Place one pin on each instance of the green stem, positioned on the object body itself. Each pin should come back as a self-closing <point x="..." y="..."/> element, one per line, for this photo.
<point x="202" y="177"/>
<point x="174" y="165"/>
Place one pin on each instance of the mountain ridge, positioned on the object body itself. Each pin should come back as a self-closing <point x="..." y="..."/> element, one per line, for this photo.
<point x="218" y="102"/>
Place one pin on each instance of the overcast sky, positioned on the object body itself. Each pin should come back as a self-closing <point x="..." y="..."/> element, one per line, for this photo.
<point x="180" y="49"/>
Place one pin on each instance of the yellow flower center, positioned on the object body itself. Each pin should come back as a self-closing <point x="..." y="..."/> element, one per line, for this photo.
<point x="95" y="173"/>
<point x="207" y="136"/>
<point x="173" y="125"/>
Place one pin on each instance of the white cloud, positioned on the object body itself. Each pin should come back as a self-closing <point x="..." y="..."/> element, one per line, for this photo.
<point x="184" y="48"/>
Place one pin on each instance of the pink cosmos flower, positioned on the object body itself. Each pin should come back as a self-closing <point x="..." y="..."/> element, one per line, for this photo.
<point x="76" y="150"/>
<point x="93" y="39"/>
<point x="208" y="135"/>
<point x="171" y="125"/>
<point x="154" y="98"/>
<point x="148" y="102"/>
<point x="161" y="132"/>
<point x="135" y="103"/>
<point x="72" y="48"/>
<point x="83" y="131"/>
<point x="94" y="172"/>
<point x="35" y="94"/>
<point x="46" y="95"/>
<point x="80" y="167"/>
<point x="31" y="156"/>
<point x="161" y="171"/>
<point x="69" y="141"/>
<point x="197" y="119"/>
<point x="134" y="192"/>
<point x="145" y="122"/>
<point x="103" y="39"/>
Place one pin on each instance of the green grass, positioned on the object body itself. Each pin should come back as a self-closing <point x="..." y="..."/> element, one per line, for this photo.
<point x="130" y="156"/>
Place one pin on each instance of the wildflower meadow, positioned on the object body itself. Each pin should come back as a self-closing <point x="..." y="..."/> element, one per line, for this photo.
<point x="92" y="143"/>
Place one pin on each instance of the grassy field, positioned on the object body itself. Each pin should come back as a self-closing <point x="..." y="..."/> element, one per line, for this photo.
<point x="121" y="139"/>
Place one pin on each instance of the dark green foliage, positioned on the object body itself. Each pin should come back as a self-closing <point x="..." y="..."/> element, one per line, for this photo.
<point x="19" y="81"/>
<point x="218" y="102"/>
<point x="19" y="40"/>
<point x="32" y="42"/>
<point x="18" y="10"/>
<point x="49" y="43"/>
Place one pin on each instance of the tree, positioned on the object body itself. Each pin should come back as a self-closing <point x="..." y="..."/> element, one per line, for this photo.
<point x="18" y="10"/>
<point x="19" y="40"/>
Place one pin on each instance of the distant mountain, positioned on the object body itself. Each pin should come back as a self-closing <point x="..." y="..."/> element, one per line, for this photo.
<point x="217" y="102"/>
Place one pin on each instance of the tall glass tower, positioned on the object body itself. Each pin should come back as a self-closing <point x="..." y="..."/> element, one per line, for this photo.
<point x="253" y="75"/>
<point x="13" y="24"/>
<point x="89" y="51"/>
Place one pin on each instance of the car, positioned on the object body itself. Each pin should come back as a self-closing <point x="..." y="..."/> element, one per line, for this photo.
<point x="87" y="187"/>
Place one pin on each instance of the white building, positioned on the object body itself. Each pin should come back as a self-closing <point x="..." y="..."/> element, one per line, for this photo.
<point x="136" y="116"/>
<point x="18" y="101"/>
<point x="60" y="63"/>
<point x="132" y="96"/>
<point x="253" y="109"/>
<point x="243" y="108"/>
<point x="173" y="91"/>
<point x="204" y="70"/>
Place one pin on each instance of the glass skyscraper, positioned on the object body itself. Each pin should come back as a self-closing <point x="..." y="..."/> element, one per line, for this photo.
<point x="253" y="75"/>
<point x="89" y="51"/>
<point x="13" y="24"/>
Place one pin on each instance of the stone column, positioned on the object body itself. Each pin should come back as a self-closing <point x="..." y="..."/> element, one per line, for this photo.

* * * *

DIRECTIVE> Repeat the data above, word for word.

EXERCISE SOLUTION>
Place one pin on each instance of the green stem, positioned on the object body itself. Each pin should come back as a self-closing <point x="..." y="..."/> element, one per line, for this photo.
<point x="202" y="177"/>
<point x="174" y="165"/>
Place one pin on each instance of the mountain ridge, positioned on the object body itself. Each pin should come back as a self-closing <point x="..." y="..."/> element, one per line, for this photo.
<point x="218" y="102"/>
Place one pin on each instance of the overcast sky, positioned on the object body itself. Each pin should come back as a self-closing <point x="..." y="..."/> element, one per line, for this photo.
<point x="180" y="49"/>
Place one pin on each instance of the yellow flower center, positioned on the object body itself. Each pin should come back as a self-closing <point x="..." y="..."/> element, one per line, for this photo.
<point x="95" y="173"/>
<point x="207" y="136"/>
<point x="173" y="125"/>
Place one pin on each instance of the white cloud, positioned on the object body itself. Each pin should come back as a self-closing <point x="..." y="..."/> element, one per line, for this photo.
<point x="184" y="48"/>
Place one pin on each instance of the pink cosmos flower, positioned on the object body itself. Each pin should come back as a self-closing <point x="..." y="..."/> element, one per line, for this photo.
<point x="76" y="150"/>
<point x="93" y="39"/>
<point x="208" y="135"/>
<point x="171" y="125"/>
<point x="154" y="98"/>
<point x="148" y="102"/>
<point x="161" y="132"/>
<point x="135" y="103"/>
<point x="72" y="48"/>
<point x="83" y="131"/>
<point x="94" y="172"/>
<point x="35" y="94"/>
<point x="46" y="95"/>
<point x="80" y="167"/>
<point x="31" y="156"/>
<point x="161" y="171"/>
<point x="69" y="141"/>
<point x="197" y="119"/>
<point x="134" y="192"/>
<point x="145" y="122"/>
<point x="103" y="39"/>
Place one pin on each instance of the green grass, positioned on the object body itself. Each pin should come back as a self-closing <point x="..." y="..."/> element, one per line, for this photo.
<point x="130" y="156"/>
Place one pin on each instance of the wildflower meadow, positioned on the object body itself. Each pin should come back as a self-closing <point x="..." y="..."/> element, one per line, for this photo.
<point x="92" y="143"/>
Place one pin on each instance of the grassy field, positioned on the object body itself. Each pin should come back as a self-closing <point x="..." y="..."/> element, one per line, for this photo.
<point x="121" y="139"/>
Place one pin on each instance of the dark green foliage, positioned on the object body itself. Each pin should come back as a self-closing <point x="..." y="..."/> element, one per line, for this photo.
<point x="19" y="81"/>
<point x="218" y="102"/>
<point x="19" y="40"/>
<point x="32" y="42"/>
<point x="18" y="10"/>
<point x="49" y="43"/>
Place one pin on each instance of the tree, positioned on the object body itself. Each pin should come back as a self-closing <point x="..." y="..."/> element, one per line, for this photo.
<point x="18" y="10"/>
<point x="19" y="40"/>
Place one pin on each instance of the distant mountain, positioned on the object body itself. Each pin should come back as a self-closing <point x="..." y="..."/> element, one per line, for this photo.
<point x="217" y="102"/>
Place one pin on each instance of the tall glass tower, positioned on the object body itself. Each pin should come back as a self-closing <point x="..." y="..."/> element, one per line, for this photo.
<point x="253" y="75"/>
<point x="13" y="24"/>
<point x="89" y="51"/>
Place one pin on each instance of the car, positioned on the object body itself. Each pin should come back as a self-closing <point x="..." y="..."/> element, one per line, for this photo.
<point x="87" y="187"/>
Place one pin on each instance of the white building, positioned on the object body itself. Each pin should come back as a self-closing <point x="..." y="..."/> element, one per line, for this photo.
<point x="136" y="116"/>
<point x="18" y="101"/>
<point x="60" y="63"/>
<point x="132" y="96"/>
<point x="253" y="109"/>
<point x="243" y="108"/>
<point x="173" y="91"/>
<point x="204" y="70"/>
Place one pin on each instance of the glass skyscraper, positioned on the object body itself. Each pin should come back as a self-closing <point x="..." y="..."/> element, one per line, for this photo.
<point x="253" y="75"/>
<point x="89" y="51"/>
<point x="13" y="24"/>
Place one pin on each instance of the stone column, positioned on the object body itself. Each pin should come back as a self-closing <point x="..." y="..."/> element, one per line, for this photo.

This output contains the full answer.